BRIEF: Count the lines in the entries below that contain the word "bare". Give only the number.

## Start ENTRIES SUPPLIED

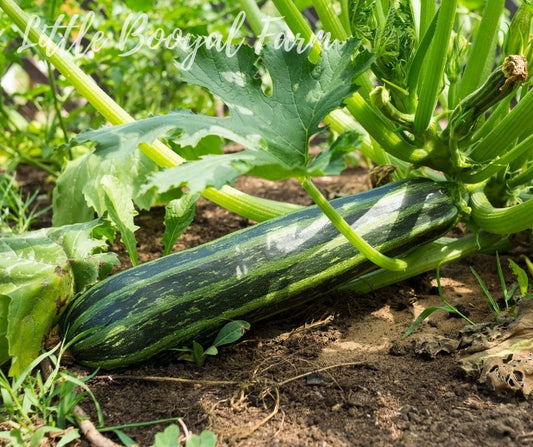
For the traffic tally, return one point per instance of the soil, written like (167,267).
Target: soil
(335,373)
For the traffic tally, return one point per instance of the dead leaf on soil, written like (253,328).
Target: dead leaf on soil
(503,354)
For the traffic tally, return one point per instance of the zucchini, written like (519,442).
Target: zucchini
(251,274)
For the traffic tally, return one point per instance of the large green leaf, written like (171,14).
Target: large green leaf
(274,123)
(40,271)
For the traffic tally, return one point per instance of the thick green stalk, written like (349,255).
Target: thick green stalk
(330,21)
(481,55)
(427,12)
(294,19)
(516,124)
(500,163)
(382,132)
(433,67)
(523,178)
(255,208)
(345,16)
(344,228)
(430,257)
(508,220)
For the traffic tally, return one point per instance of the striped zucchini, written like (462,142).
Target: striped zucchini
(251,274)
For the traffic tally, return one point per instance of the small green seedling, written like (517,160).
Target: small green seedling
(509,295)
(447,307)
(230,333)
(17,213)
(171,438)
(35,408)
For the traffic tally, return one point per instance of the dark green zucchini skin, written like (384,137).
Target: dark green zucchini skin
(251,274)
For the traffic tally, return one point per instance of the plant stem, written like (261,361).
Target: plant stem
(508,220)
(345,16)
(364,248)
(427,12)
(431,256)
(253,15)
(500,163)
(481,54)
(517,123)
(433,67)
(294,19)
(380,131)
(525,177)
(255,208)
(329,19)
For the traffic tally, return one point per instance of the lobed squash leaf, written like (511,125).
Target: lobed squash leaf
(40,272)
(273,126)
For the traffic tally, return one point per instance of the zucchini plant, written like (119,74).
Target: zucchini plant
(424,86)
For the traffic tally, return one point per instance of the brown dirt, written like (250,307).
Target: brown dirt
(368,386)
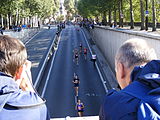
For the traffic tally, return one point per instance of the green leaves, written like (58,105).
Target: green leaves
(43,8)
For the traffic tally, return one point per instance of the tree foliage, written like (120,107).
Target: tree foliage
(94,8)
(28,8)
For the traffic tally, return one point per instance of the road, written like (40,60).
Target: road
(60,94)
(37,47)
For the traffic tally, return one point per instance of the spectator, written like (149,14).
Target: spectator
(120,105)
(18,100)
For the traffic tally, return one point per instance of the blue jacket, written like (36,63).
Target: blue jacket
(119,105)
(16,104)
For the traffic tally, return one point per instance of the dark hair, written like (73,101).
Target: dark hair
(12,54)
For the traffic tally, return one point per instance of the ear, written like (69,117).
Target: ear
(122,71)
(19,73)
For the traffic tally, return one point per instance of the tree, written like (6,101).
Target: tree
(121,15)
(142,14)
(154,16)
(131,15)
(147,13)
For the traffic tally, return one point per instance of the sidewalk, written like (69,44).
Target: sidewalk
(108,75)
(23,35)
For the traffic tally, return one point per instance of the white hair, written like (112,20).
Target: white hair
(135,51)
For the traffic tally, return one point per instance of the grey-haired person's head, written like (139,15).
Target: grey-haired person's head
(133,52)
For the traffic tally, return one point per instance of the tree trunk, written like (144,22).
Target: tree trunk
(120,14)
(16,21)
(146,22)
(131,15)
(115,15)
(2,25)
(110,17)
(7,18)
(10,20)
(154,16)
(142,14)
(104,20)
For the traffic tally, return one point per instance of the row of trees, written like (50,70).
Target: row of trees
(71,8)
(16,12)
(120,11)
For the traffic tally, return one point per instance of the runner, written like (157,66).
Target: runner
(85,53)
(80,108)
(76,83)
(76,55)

## End ENTRIES SUPPLIED
## Start ENTRIES SUPPLIED

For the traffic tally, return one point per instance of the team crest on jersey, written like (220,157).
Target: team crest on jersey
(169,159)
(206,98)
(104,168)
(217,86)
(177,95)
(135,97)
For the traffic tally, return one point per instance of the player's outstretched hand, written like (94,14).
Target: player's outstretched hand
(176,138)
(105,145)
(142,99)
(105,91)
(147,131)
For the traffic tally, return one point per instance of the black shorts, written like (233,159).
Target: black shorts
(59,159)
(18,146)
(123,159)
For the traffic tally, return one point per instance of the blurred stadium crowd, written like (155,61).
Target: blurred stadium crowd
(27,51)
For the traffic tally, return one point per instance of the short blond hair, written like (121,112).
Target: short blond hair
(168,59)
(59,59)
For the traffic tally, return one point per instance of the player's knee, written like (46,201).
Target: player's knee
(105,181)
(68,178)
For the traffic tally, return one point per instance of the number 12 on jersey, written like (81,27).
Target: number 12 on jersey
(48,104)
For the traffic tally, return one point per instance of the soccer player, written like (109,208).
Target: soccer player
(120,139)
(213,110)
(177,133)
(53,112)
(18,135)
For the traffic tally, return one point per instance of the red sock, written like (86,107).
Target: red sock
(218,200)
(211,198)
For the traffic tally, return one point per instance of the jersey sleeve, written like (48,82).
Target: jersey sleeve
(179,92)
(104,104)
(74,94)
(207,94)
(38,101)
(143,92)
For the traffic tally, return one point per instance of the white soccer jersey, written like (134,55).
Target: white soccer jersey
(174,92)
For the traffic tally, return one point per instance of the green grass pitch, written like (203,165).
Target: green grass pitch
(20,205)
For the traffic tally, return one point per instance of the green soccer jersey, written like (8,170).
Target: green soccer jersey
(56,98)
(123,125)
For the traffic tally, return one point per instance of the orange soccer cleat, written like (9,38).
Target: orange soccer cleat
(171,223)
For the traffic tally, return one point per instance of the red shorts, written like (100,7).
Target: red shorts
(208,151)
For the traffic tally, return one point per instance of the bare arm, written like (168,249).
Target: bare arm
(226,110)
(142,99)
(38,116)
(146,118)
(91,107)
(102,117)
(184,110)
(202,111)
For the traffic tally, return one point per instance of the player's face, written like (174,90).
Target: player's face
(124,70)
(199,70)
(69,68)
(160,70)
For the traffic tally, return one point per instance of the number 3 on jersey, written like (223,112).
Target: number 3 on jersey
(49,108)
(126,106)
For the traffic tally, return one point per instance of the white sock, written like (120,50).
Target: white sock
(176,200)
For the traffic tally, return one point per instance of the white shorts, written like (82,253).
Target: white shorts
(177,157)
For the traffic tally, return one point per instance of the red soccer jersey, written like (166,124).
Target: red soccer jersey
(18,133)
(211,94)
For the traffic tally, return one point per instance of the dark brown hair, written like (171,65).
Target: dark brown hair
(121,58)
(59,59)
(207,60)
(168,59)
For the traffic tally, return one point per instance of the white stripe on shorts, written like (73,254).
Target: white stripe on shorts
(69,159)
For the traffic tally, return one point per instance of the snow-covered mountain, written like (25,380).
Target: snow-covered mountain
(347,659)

## End ENTRIES SUPPLIED

EXERCISE OUTPUT: 2